**Your assignment**
Reproduce every one of the following records line for line, changing nothing.

........

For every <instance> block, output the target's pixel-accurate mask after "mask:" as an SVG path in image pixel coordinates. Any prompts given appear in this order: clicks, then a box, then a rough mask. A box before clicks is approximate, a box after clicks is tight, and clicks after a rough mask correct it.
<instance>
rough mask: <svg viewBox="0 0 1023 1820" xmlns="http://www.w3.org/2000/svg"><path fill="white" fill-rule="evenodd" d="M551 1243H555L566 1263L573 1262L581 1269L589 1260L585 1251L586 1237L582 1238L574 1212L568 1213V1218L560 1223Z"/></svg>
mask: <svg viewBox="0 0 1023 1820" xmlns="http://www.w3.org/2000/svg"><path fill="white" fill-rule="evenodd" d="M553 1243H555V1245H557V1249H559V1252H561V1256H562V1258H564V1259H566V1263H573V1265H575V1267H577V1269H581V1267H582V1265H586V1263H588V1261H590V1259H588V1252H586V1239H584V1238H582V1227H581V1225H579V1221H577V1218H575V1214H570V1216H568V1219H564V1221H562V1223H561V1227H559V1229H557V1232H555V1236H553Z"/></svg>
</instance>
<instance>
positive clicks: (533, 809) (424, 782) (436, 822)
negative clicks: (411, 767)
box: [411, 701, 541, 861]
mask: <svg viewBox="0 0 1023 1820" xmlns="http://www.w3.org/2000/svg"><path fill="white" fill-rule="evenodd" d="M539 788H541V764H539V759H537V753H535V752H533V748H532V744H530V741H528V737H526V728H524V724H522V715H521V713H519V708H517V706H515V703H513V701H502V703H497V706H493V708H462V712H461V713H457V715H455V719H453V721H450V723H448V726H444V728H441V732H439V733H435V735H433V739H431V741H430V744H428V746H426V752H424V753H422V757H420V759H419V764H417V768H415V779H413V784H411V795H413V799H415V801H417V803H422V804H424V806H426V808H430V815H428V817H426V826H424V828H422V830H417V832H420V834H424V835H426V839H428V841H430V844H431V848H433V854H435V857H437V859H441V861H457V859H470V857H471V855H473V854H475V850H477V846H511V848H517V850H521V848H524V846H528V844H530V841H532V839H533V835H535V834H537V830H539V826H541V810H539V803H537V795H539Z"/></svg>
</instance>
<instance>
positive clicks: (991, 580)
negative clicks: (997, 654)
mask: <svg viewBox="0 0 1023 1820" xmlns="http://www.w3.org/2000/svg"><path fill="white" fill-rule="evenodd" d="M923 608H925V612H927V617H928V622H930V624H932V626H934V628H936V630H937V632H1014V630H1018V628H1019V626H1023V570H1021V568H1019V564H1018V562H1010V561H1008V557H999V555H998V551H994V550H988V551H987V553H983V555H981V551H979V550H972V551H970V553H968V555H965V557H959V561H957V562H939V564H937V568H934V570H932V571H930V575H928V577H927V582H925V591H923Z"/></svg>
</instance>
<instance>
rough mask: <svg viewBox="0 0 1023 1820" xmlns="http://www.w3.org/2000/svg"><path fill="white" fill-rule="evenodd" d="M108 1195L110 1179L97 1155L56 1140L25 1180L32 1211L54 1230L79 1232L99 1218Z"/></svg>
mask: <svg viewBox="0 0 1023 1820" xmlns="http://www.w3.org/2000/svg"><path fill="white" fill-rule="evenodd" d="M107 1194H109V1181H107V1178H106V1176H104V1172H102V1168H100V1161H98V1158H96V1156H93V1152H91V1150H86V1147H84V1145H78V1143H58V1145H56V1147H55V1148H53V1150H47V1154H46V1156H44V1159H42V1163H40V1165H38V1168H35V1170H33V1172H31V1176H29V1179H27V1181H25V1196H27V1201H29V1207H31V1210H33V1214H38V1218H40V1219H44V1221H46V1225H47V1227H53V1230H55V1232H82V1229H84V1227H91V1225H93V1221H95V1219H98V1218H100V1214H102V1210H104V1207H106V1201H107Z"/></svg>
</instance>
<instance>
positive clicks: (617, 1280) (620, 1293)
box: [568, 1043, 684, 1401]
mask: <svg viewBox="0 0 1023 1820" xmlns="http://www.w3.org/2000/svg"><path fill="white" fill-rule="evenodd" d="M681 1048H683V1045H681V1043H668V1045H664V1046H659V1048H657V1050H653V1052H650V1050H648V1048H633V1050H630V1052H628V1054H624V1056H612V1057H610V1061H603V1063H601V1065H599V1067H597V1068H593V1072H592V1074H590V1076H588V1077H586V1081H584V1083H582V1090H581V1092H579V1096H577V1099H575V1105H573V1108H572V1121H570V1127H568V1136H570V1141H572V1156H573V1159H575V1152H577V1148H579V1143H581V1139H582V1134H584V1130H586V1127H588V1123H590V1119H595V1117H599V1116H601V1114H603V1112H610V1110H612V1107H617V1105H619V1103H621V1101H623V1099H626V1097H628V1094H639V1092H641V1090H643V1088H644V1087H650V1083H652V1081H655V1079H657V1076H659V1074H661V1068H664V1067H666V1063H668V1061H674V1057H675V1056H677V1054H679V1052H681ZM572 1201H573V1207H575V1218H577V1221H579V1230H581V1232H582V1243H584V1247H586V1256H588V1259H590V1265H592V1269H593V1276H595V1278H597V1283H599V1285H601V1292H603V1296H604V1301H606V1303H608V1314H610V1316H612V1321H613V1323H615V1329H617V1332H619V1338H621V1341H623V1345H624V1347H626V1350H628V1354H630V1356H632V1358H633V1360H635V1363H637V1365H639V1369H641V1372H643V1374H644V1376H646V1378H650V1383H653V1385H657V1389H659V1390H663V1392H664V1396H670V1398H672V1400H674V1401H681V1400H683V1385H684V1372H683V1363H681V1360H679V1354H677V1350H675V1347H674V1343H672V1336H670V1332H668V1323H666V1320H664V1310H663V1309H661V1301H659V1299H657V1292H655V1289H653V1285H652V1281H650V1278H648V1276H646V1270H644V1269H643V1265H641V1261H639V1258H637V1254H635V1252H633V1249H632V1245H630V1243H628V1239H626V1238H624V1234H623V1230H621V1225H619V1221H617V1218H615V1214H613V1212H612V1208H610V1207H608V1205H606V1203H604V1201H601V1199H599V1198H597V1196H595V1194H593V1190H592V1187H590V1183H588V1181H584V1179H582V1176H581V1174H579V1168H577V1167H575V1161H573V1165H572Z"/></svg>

........

**Written response**
For every <instance> block, output the target's pixel-accurate mask after "mask:" as an SVG path in image pixel coordinates. Any prompts given appear in this order: clicks, then a box, then a rough mask. A box before clicks is approximate, a box after clicks is tight, and clicks after a rough mask correct it.
<instance>
rough mask: <svg viewBox="0 0 1023 1820" xmlns="http://www.w3.org/2000/svg"><path fill="white" fill-rule="evenodd" d="M551 1243H555L566 1263L573 1262L581 1269L589 1260L585 1251L586 1237L582 1238L574 1212L568 1213V1218L560 1223Z"/></svg>
mask: <svg viewBox="0 0 1023 1820" xmlns="http://www.w3.org/2000/svg"><path fill="white" fill-rule="evenodd" d="M553 1243H555V1245H557V1249H559V1252H561V1256H562V1258H564V1259H566V1263H573V1265H575V1267H577V1269H581V1267H582V1265H586V1263H588V1261H590V1259H588V1252H586V1239H584V1238H582V1227H581V1225H579V1221H577V1218H575V1214H570V1216H568V1219H564V1221H562V1223H561V1227H559V1229H557V1232H555V1236H553Z"/></svg>
</instance>
<instance>
positive clicks: (533, 809) (424, 782) (436, 822)
negative clicks: (411, 767)
box: [411, 701, 541, 861]
mask: <svg viewBox="0 0 1023 1820" xmlns="http://www.w3.org/2000/svg"><path fill="white" fill-rule="evenodd" d="M539 788H541V764H539V759H537V753H535V752H533V748H532V744H530V741H528V737H526V728H524V724H522V715H521V713H519V708H517V706H515V703H513V701H502V703H497V706H493V708H462V712H461V713H457V715H455V719H453V721H450V723H448V726H444V728H441V732H439V733H435V735H433V739H431V741H430V744H428V746H426V752H424V753H422V757H420V759H419V764H417V768H415V779H413V784H411V795H413V799H415V801H417V803H422V804H424V806H426V808H430V815H428V817H426V826H424V828H422V830H417V832H420V834H424V835H426V839H428V841H430V844H431V848H433V854H435V857H437V859H441V861H457V859H470V857H471V855H473V854H475V850H477V846H511V848H517V850H521V848H524V846H528V844H530V841H532V839H533V835H535V834H537V830H539V826H541V810H539V803H537V795H539Z"/></svg>
</instance>
<instance>
positive clicks: (991, 580)
negative clicks: (997, 654)
mask: <svg viewBox="0 0 1023 1820" xmlns="http://www.w3.org/2000/svg"><path fill="white" fill-rule="evenodd" d="M923 608H925V612H927V617H928V622H930V624H932V626H934V628H936V630H937V632H1014V630H1018V628H1019V626H1023V570H1021V568H1019V564H1018V562H1010V561H1008V557H999V555H998V551H994V550H988V551H987V553H983V555H981V551H979V550H972V551H970V553H968V555H965V557H959V561H957V562H939V564H937V568H934V570H932V571H930V575H928V577H927V582H925V591H923Z"/></svg>
</instance>
<instance>
rough mask: <svg viewBox="0 0 1023 1820" xmlns="http://www.w3.org/2000/svg"><path fill="white" fill-rule="evenodd" d="M108 1195L110 1179L97 1155L56 1140L25 1180L32 1211L54 1230L79 1232L99 1218Z"/></svg>
mask: <svg viewBox="0 0 1023 1820" xmlns="http://www.w3.org/2000/svg"><path fill="white" fill-rule="evenodd" d="M107 1194H109V1181H107V1178H106V1176H104V1172H102V1168H100V1161H98V1158H96V1156H93V1152H91V1150H86V1147H84V1145H78V1143H58V1145H56V1147H55V1148H53V1150H47V1154H46V1156H44V1159H42V1163H40V1165H38V1168H35V1170H33V1172H31V1176H29V1179H27V1181H25V1196H27V1201H29V1207H31V1210H33V1214H38V1218H40V1219H44V1221H46V1225H47V1227H53V1230H55V1232H82V1229H84V1227H91V1225H93V1221H95V1219H98V1218H100V1214H102V1210H104V1207H106V1201H107Z"/></svg>
</instance>
<instance>
positive clicks: (617, 1280) (620, 1293)
box: [568, 1043, 684, 1401]
mask: <svg viewBox="0 0 1023 1820" xmlns="http://www.w3.org/2000/svg"><path fill="white" fill-rule="evenodd" d="M681 1048H683V1045H681V1043H668V1045H664V1046H659V1048H657V1050H653V1052H650V1050H648V1048H633V1050H630V1052H628V1054H624V1056H612V1057H610V1061H603V1063H601V1065H599V1067H597V1068H593V1072H592V1074H590V1076H588V1077H586V1081H584V1083H582V1090H581V1092H579V1096H577V1099H575V1105H573V1108H572V1121H570V1127H568V1136H570V1141H572V1156H573V1159H575V1152H577V1148H579V1143H581V1139H582V1134H584V1130H586V1127H588V1123H590V1119H595V1117H599V1116H601V1114H603V1112H610V1110H612V1107H617V1105H619V1103H621V1101H623V1099H626V1097H628V1094H639V1092H641V1090H643V1088H644V1087H650V1083H652V1081H655V1079H657V1076H659V1074H661V1068H664V1067H666V1063H668V1061H674V1057H675V1056H677V1054H679V1052H681ZM572 1201H573V1207H575V1218H577V1221H579V1230H581V1232H582V1243H584V1247H586V1256H588V1259H590V1265H592V1269H593V1276H595V1278H597V1283H599V1285H601V1292H603V1296H604V1301H606V1303H608V1314H610V1316H612V1321H613V1323H615V1329H617V1332H619V1338H621V1341H623V1345H624V1347H626V1350H628V1354H630V1356H632V1358H633V1360H635V1363H637V1365H639V1369H641V1372H643V1374H644V1376H646V1378H650V1383H653V1385H657V1389H659V1390H663V1392H664V1396H670V1398H672V1400H674V1401H681V1400H683V1385H684V1372H683V1363H681V1360H679V1354H677V1350H675V1347H674V1343H672V1336H670V1332H668V1323H666V1320H664V1310H663V1309H661V1301H659V1299H657V1292H655V1289H653V1285H652V1281H650V1278H648V1276H646V1270H644V1269H643V1265H641V1261H639V1258H637V1254H635V1252H633V1249H632V1245H630V1243H628V1239H626V1238H624V1234H623V1230H621V1225H619V1221H617V1218H615V1214H613V1212H612V1208H610V1207H608V1205H606V1203H604V1201H601V1199H599V1198H597V1196H595V1194H593V1190H592V1187H590V1183H588V1181H584V1179H582V1176H581V1174H579V1168H577V1167H575V1161H573V1165H572Z"/></svg>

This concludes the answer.